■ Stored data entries
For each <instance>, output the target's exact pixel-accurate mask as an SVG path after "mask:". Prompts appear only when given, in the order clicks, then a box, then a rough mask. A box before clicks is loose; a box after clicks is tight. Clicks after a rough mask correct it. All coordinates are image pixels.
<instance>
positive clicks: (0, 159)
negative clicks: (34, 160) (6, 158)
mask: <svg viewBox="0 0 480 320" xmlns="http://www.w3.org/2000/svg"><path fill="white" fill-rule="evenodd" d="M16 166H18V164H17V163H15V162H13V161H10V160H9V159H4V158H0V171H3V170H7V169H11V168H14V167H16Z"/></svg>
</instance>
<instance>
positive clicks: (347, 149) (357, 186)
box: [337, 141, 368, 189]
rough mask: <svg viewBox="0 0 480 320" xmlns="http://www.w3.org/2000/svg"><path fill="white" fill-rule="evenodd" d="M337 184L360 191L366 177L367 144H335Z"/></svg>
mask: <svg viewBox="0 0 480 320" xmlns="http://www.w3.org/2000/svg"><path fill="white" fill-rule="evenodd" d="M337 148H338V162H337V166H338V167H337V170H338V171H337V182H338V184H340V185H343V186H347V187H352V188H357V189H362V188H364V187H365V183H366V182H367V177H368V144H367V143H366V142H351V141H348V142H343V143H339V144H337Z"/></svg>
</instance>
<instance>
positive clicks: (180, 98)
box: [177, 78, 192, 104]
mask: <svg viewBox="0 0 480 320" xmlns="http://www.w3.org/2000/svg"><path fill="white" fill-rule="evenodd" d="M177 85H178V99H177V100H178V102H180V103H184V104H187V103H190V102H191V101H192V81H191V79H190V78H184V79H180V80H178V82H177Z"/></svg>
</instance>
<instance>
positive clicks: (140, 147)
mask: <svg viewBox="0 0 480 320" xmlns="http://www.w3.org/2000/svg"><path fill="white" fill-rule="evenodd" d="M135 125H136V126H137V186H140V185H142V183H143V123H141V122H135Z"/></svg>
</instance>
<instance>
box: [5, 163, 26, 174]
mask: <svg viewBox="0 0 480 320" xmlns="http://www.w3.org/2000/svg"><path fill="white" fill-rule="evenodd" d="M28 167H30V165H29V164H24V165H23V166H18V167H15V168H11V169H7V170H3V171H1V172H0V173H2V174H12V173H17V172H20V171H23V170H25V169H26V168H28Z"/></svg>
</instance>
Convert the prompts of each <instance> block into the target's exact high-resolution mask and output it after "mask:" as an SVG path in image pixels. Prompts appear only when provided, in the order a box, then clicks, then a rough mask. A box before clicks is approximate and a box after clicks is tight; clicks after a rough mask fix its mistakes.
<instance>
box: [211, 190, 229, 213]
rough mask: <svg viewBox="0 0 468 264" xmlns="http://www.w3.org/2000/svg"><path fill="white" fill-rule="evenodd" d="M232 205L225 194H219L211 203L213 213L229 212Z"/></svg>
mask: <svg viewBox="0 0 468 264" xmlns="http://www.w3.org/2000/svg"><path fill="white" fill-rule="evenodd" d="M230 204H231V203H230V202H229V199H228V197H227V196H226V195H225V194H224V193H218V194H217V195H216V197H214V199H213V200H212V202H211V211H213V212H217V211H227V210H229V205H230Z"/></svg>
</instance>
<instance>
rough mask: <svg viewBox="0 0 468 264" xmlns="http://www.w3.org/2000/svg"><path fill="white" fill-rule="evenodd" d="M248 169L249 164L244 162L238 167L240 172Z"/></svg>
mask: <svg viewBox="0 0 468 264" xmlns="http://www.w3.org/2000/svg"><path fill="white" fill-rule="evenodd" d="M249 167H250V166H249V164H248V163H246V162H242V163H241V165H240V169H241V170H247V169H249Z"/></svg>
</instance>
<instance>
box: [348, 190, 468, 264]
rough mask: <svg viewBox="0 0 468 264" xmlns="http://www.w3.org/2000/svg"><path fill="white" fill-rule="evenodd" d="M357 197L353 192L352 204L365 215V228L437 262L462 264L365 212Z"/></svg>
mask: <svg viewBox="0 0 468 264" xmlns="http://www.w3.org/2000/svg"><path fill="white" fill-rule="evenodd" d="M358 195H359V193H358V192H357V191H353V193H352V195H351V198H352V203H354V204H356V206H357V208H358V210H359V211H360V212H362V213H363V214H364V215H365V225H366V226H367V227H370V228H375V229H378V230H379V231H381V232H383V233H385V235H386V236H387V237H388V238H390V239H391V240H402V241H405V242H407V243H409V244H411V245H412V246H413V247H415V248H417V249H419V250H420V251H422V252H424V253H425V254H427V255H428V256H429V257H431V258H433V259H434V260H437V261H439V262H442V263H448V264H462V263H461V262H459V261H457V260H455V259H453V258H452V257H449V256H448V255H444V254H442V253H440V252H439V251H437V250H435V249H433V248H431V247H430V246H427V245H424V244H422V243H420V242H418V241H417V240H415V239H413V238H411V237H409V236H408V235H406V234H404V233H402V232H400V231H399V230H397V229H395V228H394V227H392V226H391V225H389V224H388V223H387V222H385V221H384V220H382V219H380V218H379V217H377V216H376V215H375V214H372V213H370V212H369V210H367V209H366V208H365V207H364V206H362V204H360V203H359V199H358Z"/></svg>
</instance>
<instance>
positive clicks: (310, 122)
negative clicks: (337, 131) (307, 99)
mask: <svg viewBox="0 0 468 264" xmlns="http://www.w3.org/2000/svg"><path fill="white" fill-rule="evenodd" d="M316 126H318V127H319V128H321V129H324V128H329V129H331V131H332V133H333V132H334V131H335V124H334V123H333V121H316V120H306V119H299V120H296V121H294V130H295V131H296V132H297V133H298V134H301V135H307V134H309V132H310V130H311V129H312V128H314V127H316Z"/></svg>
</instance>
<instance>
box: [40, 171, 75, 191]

--

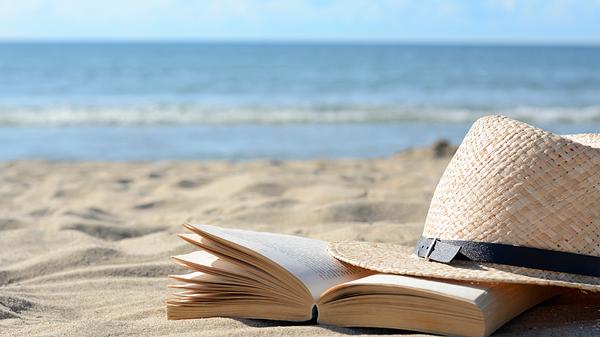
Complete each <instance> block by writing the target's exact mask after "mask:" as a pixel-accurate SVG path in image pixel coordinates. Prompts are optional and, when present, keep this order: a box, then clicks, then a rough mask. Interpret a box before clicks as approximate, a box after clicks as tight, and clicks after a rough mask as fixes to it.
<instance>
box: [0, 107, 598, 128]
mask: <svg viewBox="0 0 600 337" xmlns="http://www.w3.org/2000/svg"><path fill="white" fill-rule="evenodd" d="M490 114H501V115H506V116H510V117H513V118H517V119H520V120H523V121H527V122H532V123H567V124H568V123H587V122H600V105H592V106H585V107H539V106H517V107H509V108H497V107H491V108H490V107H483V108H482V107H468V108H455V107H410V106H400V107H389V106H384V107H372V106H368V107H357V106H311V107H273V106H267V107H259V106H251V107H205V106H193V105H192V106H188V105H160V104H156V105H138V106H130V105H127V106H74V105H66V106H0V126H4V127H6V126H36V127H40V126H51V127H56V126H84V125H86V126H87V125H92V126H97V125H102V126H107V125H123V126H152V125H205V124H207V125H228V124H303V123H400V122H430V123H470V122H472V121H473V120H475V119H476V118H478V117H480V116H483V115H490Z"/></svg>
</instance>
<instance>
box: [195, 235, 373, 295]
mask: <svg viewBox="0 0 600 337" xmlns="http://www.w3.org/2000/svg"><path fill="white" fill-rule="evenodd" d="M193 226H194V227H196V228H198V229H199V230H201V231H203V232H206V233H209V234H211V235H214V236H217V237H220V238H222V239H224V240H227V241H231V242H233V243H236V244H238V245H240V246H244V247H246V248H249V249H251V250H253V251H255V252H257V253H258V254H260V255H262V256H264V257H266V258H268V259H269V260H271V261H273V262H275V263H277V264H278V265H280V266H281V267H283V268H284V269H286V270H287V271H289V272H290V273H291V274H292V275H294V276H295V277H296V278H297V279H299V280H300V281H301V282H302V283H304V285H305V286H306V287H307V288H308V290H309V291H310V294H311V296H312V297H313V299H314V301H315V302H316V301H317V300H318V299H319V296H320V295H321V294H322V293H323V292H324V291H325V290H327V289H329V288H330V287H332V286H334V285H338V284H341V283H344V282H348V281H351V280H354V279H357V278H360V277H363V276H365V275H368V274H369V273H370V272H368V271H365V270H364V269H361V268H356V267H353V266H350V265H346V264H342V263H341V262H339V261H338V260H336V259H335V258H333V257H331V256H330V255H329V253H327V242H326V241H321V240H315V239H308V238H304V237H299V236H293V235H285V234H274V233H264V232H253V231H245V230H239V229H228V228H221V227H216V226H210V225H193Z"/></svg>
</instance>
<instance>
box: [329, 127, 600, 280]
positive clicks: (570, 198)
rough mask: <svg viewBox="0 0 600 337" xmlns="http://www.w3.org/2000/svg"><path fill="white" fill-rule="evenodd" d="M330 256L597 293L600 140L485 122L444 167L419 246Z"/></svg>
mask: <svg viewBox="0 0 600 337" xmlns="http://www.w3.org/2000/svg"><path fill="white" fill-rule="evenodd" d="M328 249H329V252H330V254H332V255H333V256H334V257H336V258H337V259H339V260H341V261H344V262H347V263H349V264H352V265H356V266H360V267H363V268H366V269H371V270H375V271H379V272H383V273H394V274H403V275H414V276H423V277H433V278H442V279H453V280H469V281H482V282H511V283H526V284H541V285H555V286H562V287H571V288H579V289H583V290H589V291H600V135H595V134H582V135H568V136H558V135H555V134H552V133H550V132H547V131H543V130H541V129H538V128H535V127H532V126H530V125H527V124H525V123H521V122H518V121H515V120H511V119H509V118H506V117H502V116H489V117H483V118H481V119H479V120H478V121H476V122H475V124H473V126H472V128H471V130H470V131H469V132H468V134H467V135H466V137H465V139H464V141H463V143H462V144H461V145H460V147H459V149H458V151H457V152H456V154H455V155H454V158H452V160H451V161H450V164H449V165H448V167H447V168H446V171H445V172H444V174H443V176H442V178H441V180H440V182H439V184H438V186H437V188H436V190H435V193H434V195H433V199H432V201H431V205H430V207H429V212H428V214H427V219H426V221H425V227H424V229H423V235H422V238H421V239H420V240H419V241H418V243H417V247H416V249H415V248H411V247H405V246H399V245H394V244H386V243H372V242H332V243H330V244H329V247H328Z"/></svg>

■ Task
Show all lines in the entries above where the string "when" appears.

■ Response to this task
For each <instance>, output the target's exact pixel-accurate mask as an SVG path after "mask:". Prompts appear only when given, in the order clicks, then a box, then a rough mask. A box before clicks is loose; a box after clicks is tight. Clicks after a rough mask correct it. All coordinates are image pixels.
Convert the prompts of each <instance> block into the target's exact high-resolution mask and output it after "mask:" as an SVG path in image pixels. Prompts appear only when provided, in the order a box, then clicks, then a rough mask. A box before clicks is approximate and a box after clicks is tight; clicks after a rough mask fix its mistakes.
Complete each <instance> block by writing the target's exact mask after "mask:" as a pixel-accurate SVG path in image pixel coordinates. Prompts are optional and, when present, keep this order: a box, then clicks, then a rough mask. Interpret a box before clicks as approximate, a box after clicks as tight, and clicks after a rough mask as fixes to it.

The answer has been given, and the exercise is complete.